**Entries shown**

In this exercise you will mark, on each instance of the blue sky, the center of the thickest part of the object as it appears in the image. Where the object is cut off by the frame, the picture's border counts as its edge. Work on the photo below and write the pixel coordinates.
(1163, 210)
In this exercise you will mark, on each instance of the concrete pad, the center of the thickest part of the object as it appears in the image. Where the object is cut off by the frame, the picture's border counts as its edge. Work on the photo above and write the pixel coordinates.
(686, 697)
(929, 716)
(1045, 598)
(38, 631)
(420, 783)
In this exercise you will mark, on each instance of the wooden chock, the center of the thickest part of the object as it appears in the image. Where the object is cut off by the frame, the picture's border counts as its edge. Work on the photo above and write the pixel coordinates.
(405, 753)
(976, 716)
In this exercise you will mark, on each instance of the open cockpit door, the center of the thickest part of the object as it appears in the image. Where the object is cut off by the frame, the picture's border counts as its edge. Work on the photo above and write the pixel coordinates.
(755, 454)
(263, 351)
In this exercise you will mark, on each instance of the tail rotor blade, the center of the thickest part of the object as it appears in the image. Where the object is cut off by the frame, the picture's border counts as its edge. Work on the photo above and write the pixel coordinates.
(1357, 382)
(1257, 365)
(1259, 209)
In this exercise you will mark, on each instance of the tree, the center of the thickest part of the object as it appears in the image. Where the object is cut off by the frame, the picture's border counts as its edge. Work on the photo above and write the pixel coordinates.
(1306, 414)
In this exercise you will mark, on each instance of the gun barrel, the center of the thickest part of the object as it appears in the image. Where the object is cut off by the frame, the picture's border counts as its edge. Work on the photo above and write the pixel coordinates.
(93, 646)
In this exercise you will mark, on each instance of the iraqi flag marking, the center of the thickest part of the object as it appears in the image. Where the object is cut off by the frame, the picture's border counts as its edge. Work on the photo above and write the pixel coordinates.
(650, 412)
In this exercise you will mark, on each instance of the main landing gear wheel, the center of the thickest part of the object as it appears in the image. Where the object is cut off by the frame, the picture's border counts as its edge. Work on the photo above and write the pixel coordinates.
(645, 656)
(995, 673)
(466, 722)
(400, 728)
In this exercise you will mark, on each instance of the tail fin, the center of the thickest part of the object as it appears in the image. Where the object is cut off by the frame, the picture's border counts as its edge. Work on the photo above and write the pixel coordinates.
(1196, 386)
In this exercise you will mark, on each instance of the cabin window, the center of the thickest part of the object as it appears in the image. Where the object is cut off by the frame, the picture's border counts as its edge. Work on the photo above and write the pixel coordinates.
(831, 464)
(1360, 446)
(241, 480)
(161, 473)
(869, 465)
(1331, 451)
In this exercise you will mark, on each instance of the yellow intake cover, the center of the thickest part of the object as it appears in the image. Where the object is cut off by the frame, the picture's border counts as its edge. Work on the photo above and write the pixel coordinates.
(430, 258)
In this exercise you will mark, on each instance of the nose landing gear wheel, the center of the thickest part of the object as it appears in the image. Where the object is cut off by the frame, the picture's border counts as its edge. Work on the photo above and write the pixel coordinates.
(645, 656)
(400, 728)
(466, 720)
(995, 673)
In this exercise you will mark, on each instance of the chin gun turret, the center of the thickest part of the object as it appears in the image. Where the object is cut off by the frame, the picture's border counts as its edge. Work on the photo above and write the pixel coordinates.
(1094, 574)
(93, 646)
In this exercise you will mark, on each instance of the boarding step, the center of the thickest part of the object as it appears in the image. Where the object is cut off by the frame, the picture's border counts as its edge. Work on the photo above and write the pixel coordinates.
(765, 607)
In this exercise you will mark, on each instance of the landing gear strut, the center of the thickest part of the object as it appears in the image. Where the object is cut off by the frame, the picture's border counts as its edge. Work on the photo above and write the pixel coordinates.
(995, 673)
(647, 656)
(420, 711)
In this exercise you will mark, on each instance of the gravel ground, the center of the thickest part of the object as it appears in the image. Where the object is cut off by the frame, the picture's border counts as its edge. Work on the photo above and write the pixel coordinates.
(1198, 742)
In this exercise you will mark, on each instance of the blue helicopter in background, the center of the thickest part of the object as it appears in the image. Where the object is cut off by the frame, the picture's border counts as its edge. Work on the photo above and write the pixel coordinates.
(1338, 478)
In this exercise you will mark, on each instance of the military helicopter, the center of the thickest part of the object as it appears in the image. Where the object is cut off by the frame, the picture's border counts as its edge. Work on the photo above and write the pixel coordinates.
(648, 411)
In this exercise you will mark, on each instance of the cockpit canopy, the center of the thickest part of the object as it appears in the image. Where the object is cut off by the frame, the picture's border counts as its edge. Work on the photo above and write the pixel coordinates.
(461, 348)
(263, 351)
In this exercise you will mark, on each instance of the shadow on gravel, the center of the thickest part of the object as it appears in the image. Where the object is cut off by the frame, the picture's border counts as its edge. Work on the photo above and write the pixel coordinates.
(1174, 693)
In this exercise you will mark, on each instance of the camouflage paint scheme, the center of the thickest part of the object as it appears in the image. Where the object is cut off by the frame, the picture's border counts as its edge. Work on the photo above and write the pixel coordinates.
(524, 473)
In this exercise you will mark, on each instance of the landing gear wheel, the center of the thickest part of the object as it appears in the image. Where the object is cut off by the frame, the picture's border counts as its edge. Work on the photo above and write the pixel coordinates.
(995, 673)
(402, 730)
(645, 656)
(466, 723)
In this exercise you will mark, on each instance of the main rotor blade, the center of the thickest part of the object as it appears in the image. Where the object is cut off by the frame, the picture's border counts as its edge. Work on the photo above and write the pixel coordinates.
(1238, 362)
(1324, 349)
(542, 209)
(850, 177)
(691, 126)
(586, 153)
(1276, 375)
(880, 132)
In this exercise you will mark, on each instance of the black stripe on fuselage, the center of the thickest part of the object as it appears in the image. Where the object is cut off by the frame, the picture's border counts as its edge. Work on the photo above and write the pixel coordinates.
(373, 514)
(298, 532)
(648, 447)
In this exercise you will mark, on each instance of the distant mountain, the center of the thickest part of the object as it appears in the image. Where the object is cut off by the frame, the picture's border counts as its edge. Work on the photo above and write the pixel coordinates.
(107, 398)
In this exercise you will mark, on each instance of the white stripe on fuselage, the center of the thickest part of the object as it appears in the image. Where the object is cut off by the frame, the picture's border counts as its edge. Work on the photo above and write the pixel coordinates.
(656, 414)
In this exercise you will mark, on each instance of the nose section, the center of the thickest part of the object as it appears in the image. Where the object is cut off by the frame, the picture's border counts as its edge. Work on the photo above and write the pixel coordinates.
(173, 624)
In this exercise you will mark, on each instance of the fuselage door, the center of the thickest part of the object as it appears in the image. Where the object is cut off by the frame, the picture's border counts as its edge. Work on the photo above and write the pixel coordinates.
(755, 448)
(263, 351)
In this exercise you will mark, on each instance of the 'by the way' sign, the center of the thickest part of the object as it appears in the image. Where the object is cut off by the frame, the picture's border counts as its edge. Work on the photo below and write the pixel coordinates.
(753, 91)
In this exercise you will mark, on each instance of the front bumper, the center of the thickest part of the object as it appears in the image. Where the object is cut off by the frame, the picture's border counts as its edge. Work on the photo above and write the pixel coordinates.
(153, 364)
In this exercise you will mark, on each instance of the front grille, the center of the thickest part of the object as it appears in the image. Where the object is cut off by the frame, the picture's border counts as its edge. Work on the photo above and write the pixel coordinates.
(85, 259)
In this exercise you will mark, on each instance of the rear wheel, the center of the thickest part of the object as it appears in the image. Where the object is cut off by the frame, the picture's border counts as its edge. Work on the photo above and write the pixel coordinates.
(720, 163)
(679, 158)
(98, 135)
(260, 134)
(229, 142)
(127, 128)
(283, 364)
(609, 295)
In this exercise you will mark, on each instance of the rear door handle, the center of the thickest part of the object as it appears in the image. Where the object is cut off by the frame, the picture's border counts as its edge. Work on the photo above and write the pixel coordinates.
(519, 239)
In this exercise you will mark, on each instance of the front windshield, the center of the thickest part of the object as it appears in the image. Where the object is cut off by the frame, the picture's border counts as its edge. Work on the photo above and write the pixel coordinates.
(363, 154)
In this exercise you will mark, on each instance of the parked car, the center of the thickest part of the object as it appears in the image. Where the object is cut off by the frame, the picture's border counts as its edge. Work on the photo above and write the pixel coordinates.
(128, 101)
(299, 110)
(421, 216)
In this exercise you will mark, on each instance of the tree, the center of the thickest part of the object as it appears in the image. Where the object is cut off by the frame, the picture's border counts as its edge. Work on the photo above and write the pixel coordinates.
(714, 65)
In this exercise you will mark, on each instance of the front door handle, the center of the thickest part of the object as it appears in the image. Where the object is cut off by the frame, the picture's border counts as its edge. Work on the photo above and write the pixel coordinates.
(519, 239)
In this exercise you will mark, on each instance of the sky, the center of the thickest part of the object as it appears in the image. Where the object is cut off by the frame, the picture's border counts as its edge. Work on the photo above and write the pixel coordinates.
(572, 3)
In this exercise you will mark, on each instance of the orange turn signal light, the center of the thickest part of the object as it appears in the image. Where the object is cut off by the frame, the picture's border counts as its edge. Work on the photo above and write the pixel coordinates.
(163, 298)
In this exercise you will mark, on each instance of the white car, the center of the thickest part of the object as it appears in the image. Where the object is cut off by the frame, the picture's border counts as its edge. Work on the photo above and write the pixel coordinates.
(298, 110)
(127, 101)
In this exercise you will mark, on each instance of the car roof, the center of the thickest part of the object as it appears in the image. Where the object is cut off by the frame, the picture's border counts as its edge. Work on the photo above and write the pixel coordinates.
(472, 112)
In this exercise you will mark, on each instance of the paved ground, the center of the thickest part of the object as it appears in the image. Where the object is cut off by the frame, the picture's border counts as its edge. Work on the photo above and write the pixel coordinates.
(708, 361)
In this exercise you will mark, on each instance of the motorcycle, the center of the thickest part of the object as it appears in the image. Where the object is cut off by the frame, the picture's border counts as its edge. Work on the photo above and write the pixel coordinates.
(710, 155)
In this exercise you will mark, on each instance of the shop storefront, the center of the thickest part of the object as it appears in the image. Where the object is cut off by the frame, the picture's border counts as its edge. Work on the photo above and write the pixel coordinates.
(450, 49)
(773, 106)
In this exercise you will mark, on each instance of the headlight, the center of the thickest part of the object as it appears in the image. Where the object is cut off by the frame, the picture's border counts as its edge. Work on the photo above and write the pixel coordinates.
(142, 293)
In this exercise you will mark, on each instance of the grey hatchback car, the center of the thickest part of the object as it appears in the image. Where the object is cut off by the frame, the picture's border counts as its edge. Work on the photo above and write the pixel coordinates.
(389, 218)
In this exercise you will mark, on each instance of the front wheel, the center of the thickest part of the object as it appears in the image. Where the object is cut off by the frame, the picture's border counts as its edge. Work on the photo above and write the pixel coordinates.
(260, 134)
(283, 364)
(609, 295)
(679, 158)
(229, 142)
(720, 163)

**What to produce**
Rewrite the records from the start through the line containing "(1163, 210)", both ends included and requests kept unchanged. Multiply each coordinate value in the answers by 1.05 and round it to a whole number, with halves going up.

**Task response**
In this exercise you will mark, on each instance of the blue sky, the center of the thickest part of the object as it appears in the image. Where the object is cut off by the frame, the picture's border counts as its edge. Work on the photo below and write the pixel coordinates.
(1221, 221)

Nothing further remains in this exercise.